● Texto fuente:
El miércoles, en el Congreso de los Diputados, se escucharán grandes palabras sobre la Constitución más extensa y menos reformada de Europa. La izquierda exigirá su estricto cumplimiento y la derecha alertará sobre una voladura controlada del texto. Y entonces habrá quien señale también que el descrédito de las instituciones en España es un hecho inapelable. Y que el sectarismo, el cainismo y la ausencia de debates serenos han minado la calidad de nuestra democracia, pero que a pesar de ello, digan lo que digan los ayusers, seguimos viviendo en un país libre, donde existe una notable pluralidad y en el que las opiniones se expresan libremente.

No se debe caer en el catastrofismo ni en la hipérbole, pero tampoco en la tentación de pasar por alto las señales de deterioro del sistema, la confusión de papeles entre los poderes del Estado, las operaciones concertadas de descrédito de un gobierno legítimamente constituido o los motivos por los que una democracia se degrada con la activa participación de las fuerzas políticas. En eso andan las derechas.

● Ejercicio breve:
Prolonga el texto sobre la Constitución y la democracia en España a partir de su última oración.

● Datos proporcionados:
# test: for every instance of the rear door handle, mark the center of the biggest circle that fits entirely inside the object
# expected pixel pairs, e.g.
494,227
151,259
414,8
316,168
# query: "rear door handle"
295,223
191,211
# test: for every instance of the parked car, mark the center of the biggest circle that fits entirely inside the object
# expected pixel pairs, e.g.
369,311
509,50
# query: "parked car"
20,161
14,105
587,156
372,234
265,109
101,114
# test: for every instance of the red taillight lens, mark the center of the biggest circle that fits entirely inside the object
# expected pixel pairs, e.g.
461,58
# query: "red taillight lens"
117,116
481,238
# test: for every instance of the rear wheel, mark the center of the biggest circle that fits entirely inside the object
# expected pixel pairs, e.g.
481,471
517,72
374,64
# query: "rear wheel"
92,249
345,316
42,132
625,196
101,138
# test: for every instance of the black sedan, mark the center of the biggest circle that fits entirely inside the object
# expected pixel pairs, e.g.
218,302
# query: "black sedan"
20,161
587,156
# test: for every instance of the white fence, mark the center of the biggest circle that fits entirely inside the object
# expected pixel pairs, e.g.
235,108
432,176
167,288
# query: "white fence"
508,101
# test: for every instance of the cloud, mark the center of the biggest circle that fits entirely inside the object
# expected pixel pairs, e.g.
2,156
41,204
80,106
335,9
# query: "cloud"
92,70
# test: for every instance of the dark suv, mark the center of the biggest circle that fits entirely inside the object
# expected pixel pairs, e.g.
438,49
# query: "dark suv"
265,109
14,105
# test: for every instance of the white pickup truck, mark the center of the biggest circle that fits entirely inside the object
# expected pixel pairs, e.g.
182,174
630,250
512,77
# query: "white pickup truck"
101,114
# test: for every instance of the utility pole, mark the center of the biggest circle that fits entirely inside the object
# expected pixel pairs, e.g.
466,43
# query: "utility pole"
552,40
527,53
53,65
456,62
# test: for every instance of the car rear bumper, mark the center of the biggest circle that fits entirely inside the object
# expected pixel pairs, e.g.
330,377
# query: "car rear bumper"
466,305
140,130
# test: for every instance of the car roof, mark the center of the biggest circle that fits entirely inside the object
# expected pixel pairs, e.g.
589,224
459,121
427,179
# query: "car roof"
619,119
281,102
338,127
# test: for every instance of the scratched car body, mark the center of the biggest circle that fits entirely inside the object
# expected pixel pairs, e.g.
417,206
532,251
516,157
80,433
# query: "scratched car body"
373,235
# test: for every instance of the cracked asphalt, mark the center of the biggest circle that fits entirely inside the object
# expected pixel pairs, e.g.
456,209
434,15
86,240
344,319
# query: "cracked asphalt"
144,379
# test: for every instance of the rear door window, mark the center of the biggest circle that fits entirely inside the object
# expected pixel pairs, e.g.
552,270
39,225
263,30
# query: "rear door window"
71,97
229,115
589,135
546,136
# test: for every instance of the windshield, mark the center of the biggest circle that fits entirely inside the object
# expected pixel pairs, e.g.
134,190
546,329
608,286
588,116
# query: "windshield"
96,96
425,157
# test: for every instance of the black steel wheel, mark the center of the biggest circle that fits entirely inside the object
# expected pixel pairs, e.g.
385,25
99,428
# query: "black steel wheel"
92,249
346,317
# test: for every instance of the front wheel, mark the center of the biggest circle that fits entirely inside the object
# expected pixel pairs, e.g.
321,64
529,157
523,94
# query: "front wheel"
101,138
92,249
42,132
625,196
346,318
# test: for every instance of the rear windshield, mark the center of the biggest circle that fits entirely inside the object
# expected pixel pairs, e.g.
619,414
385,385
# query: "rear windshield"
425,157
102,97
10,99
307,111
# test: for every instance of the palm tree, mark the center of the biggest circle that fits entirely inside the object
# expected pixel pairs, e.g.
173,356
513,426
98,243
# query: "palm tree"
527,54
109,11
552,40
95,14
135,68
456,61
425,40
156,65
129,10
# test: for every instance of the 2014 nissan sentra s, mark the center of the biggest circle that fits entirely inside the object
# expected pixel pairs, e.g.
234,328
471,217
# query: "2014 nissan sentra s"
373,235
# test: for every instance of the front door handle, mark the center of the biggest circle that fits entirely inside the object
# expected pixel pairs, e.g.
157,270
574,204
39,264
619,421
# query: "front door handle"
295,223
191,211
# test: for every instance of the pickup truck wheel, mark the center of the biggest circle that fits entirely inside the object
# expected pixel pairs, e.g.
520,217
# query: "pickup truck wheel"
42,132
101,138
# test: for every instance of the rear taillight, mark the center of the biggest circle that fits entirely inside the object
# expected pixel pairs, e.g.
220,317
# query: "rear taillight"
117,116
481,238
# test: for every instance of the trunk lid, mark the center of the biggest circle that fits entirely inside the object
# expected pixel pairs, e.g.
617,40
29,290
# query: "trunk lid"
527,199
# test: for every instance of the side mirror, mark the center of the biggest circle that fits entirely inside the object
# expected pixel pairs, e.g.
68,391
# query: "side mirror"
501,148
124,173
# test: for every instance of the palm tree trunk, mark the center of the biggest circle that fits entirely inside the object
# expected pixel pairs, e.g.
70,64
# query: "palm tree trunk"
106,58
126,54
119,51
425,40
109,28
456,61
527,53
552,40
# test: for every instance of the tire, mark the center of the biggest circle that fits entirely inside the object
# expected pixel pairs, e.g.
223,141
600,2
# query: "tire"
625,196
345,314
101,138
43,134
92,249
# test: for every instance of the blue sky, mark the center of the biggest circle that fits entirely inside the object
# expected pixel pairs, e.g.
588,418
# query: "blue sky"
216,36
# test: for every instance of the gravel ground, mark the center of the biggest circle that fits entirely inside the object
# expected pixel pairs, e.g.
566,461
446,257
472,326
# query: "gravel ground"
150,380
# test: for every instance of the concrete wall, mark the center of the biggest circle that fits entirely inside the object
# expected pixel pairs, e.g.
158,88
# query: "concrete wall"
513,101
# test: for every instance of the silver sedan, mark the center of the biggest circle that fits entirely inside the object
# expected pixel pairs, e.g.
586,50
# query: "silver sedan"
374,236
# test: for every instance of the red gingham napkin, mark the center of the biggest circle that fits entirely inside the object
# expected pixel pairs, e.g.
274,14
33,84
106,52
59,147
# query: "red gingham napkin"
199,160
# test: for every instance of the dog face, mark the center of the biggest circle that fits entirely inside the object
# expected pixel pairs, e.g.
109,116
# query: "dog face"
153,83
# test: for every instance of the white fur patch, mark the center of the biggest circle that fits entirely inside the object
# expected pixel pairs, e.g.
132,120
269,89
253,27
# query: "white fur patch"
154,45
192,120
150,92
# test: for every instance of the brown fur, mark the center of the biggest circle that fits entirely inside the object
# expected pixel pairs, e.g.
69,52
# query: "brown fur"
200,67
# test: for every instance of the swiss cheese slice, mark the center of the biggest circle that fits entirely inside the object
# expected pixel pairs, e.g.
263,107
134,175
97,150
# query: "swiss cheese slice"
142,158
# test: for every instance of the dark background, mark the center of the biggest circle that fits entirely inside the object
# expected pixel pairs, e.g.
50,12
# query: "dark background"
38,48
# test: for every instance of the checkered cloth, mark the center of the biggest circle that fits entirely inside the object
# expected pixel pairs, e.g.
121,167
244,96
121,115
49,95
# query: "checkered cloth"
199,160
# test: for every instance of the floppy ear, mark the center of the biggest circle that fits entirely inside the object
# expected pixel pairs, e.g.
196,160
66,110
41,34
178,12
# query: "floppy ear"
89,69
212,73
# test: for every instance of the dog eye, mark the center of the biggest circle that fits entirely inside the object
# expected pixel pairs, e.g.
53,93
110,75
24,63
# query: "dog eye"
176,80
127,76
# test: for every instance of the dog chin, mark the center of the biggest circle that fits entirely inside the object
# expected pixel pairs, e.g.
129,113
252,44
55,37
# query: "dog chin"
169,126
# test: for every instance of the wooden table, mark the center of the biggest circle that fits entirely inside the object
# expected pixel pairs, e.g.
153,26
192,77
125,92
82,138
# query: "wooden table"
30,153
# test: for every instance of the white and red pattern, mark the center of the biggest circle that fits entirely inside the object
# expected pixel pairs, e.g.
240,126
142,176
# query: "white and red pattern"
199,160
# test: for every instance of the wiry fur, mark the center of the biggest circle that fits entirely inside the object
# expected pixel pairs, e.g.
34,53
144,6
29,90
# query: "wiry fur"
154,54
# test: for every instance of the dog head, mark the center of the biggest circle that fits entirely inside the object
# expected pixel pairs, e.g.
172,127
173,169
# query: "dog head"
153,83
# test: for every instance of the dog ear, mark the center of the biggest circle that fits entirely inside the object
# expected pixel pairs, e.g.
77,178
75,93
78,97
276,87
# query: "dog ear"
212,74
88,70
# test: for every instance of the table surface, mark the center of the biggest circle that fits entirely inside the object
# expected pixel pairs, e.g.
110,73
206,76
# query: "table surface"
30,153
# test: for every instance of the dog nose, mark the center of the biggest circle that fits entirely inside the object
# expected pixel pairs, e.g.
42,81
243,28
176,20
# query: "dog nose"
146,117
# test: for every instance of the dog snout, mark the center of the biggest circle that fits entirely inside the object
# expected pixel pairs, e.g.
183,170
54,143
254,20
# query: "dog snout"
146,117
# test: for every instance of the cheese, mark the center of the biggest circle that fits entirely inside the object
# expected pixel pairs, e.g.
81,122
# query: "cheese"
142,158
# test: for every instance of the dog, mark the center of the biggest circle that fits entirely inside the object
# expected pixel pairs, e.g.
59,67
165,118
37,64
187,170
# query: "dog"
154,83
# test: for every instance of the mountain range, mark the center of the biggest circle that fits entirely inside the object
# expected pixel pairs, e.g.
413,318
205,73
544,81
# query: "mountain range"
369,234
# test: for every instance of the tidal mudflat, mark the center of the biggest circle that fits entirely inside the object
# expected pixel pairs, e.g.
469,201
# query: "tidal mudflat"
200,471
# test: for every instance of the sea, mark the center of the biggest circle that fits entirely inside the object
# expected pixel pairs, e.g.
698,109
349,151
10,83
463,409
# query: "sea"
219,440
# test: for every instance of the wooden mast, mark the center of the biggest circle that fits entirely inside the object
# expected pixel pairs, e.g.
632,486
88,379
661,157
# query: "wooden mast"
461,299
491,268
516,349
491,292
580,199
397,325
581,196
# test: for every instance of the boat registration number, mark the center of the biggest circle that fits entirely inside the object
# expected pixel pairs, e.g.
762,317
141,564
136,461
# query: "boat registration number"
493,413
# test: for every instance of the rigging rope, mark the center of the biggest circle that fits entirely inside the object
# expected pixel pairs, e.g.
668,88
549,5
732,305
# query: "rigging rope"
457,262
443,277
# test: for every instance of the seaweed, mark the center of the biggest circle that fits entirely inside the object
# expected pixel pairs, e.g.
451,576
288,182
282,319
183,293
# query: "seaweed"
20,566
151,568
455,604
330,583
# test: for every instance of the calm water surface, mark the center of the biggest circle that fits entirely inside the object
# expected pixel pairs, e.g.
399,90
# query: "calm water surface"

● Respuesta escrita:
Ya sabemos, como escribieron Steven Levitsky y Daniel Ziblatt en 'Cómo mueren las democracias', que la mejor fórmula para estrangular un imperfecto pero vivo sistema democrático es democráticamente. Y eso es lo que lleva ocurriendo en España desde hace cinco años, desde que Vox llegó al Congreso, la derecha convencional se dejó arrastrar por el discurso de la extrema derecha y el PP abjuró del cumplimiento de la Constitución con la demostración de que su principal interés estratégico era hacer del Estado y de algunas de sus estructuras un mero botín político-electoral. De ahí su negativa a renovar el Consejo General del Poder Judicial, de ahí su instrumentalización de las Fuerzas y Cuerpos de Seguridad del Estado, del Ejército y de una parte de la Función Pública y de ahí la rendición de Alberto Núñez Feijóo.

Se hizo cargo del PP con el propósito de distinguirse de Vox, de no entrar en sus marcos ideológicos, de no sucumbir a la presión económica ni mediática y ha hecho todo lo contrario. El día que Feijóo confesó a su trompetería mediática temer la reacción de la derecha política, mediática y judicial si renovaba, como manda la Constitución, el CGPJ, perdió también las riendas de su liderazgo y la legitimidad para erigirse en hombre de Estado y guardián de las esencias de la Carta Magna.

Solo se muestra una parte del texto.